## Task instructions
Count the lines in the items below that contain the string "wheel", treating uppercase and lowercase as different. Reply with only the number.

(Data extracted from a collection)
>>>

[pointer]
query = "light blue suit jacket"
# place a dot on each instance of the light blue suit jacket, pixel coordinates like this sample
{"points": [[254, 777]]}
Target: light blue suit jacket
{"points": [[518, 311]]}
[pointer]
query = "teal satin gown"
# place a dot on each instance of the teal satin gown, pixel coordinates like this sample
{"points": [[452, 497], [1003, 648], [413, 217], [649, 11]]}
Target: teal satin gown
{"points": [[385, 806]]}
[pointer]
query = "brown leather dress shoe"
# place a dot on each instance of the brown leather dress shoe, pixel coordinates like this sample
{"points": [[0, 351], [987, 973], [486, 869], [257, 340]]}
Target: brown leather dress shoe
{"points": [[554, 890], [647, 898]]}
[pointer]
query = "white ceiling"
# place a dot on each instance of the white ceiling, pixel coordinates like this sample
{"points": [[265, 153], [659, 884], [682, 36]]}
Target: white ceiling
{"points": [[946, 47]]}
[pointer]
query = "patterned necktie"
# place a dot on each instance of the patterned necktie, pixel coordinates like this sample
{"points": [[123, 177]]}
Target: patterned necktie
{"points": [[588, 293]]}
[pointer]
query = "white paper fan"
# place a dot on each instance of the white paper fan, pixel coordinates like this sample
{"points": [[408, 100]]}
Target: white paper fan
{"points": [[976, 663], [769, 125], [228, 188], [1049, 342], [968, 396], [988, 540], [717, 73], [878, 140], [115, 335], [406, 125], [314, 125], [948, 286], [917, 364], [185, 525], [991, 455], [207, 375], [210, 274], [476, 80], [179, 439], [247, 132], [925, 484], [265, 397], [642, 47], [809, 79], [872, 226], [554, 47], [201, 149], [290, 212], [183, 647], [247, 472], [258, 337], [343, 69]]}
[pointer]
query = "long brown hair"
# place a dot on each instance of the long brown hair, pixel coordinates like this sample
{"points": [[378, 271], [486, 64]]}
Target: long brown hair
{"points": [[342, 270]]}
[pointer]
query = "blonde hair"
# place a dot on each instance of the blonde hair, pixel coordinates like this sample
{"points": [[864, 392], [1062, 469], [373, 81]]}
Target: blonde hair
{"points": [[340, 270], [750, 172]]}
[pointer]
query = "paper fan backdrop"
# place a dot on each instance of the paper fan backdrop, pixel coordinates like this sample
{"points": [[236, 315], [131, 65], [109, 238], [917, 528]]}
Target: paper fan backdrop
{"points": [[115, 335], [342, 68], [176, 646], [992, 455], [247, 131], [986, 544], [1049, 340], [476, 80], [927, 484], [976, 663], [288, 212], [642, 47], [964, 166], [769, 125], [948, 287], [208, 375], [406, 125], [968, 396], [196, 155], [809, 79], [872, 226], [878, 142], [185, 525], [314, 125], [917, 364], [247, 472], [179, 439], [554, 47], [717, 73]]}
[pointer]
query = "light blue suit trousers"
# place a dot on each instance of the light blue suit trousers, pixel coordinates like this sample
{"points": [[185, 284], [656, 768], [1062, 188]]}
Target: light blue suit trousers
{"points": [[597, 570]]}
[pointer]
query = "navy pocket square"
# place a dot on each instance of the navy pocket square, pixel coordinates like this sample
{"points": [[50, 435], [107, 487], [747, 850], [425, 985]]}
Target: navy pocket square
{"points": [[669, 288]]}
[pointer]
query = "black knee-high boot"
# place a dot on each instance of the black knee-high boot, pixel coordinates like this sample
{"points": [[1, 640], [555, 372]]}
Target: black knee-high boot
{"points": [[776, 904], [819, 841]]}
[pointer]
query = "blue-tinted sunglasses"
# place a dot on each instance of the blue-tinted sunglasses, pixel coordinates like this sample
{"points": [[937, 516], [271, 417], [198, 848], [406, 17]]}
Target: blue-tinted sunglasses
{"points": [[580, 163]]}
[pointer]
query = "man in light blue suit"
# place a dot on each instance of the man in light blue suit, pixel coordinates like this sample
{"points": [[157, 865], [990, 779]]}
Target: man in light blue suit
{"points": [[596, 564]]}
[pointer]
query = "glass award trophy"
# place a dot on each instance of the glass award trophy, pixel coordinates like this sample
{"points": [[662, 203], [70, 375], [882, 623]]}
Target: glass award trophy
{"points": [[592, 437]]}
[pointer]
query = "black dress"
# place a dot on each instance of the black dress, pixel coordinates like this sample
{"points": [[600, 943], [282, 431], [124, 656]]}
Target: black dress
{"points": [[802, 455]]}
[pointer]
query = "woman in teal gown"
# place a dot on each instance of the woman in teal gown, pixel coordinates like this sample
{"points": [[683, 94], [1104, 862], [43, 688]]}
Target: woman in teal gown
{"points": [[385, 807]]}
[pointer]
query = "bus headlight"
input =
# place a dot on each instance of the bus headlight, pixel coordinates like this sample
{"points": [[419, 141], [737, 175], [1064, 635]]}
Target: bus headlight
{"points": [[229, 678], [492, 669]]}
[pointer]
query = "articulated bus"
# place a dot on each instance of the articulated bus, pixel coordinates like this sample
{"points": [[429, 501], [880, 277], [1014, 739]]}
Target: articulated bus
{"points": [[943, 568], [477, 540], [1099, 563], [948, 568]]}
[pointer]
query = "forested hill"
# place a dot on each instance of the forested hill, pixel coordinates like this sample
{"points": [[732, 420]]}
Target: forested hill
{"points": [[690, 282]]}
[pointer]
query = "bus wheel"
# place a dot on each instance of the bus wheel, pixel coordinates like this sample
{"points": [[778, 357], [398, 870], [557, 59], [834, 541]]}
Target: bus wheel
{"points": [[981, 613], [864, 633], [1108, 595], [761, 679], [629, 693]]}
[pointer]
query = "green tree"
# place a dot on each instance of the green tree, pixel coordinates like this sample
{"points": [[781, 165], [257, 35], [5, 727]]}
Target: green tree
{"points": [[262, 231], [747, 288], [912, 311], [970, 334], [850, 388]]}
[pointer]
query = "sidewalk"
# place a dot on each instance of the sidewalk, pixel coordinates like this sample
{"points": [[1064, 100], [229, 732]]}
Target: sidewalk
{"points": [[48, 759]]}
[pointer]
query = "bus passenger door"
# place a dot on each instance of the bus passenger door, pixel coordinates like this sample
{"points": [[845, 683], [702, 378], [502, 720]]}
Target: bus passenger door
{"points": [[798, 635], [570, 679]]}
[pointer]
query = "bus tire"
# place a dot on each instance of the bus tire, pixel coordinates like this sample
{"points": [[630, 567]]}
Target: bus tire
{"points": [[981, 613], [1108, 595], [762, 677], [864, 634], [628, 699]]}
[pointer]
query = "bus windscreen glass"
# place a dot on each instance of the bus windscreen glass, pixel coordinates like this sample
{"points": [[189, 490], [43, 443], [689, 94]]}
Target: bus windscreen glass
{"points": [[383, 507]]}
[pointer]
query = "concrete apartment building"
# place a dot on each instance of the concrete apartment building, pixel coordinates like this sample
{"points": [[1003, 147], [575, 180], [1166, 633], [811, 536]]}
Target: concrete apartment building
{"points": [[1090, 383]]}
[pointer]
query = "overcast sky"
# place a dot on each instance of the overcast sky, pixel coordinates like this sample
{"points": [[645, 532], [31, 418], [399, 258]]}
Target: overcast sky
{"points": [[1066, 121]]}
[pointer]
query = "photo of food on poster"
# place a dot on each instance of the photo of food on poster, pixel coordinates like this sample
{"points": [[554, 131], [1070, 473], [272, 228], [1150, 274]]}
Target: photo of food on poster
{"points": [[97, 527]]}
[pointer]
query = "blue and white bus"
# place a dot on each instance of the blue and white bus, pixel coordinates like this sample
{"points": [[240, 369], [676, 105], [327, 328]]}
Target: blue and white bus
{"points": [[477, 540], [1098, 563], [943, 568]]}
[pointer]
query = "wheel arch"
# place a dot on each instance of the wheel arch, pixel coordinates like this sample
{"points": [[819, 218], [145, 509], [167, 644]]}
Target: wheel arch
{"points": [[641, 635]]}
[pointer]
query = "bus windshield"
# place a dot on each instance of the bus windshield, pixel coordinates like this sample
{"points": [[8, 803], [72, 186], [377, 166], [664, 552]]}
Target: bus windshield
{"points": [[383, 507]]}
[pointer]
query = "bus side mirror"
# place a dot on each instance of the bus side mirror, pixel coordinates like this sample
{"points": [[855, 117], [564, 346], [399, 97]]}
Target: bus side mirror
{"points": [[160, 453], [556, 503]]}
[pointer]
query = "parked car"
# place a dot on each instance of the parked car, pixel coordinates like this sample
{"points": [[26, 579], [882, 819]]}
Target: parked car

<<<

## Written answer
6